[[ SELECTED EXCERPT open ]]

Horror's Not Dead

Horror's Not Dead

"The end is near. I hear a noise at the door, as of some immense slippery body lumbering against it. It shall not find me. God, that hand! The window! The window!"
-- Dagon

Book Review: Next

Book Review: Next

December 26th 2006 @ 10:36 pm

Written by Michael Crichton, 2006

Next, by Michael Crichton

You may be wondering why I’m reviewing a Michael Crichton book on a horror website.  The man writes almost exclusively in the vein of corporate thrillers based around some wacky, out of control, fringe science of the very near future.

Well, if you must know, I happen to like wacky, out of control fringe science.  Especially when it is set in the corporate world!

Plus, I have a soft spot for Crichton.  He was my favorite author as a child (what kid wouldn’t have their mind blown by the likes of Sphere or Jurassic Park).  He usually publishes a book every winter and I’ll be damned if I’m going to miss one just because I’m now an adult (and an amateur writer myself) and can realize that Crichton never writes characters with any measure of depth or personal interest.

But he can manipulate science to fantastical revelations and with Next he has picked a topic that does just that while inspiring genuine fear in any sensible person’s heart.

Opening with Crichton’s standard bit of corporate espionage, Next soon winds a tale of extreme wrongs that could possibly be born out of transgenics and patenting of the human genome.  I won’t even bother telling you exactly what the plot is about, because it is engineered to be all over the map, but trust that the intersection of many different plot threads eventually does happen.

Unless you wear a tin foil hat at all times, chances are you never give much thought as to what happens to your blood after you donate it or give a sample.  But the early stages of Next paint a picture so out of one’s control that the mere thought of giving a tissue sample to anyone becomes horrifying.  Who knows what the hell kind of liberties are taken with your cells.

They could be sold for billions of dollars and harvested against your will thanks to a bullshit legal ruling!  Or they could be used to make a super smart parrot!  Or a humanzee!  And then you could be reunited with your long lost humanzee son and you could kidnap him and enroll him in middle school!

Okay, that’s when Crichton starts to bend reality to a wholly unbelievable level.  And yet the entire point of the book, magically, isn’t lost.  Unless involved in the field, gene patenting and transgenics is something you just don’t ponder on your own.  But the implications of it are, frankly, fucking scary.  There are ideas contained in Next that made me skin crawl.

It isn’t the blockbuster novel that Jurassic Park was, but it isn’t the paranoid, agenda driven bias that State of Fear was, either.  Read it.  It gets silly and ends very lazily, but it gets the point across all the same and still finds time for some science running wild.

[[ SELECTED EXCERPT closed ]]
[[ DATA SHOWN open ]]

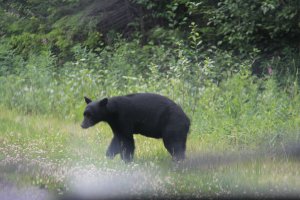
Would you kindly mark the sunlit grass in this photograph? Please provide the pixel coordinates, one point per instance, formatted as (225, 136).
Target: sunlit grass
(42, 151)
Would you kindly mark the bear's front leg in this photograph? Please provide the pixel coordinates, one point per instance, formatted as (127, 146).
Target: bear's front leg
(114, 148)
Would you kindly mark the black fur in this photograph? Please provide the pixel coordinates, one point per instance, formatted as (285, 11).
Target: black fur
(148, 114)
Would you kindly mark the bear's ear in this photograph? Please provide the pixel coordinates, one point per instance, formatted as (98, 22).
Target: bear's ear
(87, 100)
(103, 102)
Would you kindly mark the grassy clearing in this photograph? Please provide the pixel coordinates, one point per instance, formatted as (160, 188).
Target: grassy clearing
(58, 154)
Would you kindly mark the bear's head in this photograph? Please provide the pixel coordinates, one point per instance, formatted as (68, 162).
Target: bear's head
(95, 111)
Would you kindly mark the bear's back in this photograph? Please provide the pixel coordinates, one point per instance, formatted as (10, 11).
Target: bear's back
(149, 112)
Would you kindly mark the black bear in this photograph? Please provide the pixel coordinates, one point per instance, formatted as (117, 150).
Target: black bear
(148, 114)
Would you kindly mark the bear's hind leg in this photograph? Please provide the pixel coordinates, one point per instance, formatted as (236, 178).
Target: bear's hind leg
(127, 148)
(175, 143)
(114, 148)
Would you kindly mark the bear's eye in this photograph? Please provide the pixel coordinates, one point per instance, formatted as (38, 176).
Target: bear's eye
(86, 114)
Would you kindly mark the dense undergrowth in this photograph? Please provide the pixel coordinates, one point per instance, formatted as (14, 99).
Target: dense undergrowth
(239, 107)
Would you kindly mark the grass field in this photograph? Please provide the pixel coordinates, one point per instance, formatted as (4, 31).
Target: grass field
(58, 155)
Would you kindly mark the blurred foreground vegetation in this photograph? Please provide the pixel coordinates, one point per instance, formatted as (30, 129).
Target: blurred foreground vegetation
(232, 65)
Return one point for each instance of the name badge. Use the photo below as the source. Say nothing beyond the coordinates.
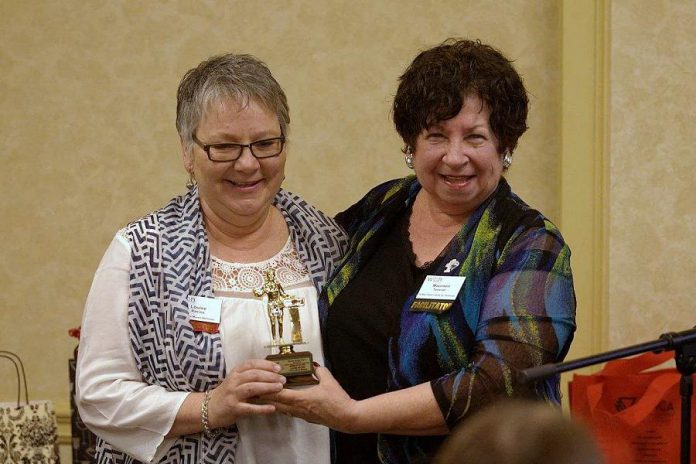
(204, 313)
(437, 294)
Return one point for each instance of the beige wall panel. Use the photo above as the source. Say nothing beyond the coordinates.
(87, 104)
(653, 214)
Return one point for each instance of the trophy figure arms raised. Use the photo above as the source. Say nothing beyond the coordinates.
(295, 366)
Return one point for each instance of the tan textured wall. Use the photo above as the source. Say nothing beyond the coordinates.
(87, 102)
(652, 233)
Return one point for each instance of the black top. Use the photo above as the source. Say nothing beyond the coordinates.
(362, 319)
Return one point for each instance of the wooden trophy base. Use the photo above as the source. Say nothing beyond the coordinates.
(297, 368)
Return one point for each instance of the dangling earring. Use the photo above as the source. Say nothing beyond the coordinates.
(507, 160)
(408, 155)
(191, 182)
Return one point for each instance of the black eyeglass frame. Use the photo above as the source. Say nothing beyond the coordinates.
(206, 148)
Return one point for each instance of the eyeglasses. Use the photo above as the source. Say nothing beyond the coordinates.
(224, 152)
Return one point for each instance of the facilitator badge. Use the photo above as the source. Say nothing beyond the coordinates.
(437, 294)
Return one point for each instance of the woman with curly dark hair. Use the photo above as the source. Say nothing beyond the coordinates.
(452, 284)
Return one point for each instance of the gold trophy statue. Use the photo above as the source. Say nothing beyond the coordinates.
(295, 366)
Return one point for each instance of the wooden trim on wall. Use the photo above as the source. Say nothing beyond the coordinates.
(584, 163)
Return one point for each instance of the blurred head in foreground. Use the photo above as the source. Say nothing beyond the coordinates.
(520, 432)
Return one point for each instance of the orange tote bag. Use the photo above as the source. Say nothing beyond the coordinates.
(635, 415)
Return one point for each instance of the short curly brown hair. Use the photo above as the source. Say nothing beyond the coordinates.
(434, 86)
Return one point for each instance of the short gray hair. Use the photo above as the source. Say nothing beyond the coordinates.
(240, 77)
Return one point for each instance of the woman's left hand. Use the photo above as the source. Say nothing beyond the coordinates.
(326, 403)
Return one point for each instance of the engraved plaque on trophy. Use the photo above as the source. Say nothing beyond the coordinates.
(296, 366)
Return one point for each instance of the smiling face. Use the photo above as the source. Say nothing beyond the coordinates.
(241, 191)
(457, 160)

[[ DATA SHOWN closed ]]

* _DIRECTIONS_:
Name every Michael Crichton book that the book review mentions by title. The entries have nothing to do with the book review.

* _TASK SOLUTION_:
Next, Sphere, Jurassic Park, State of Fear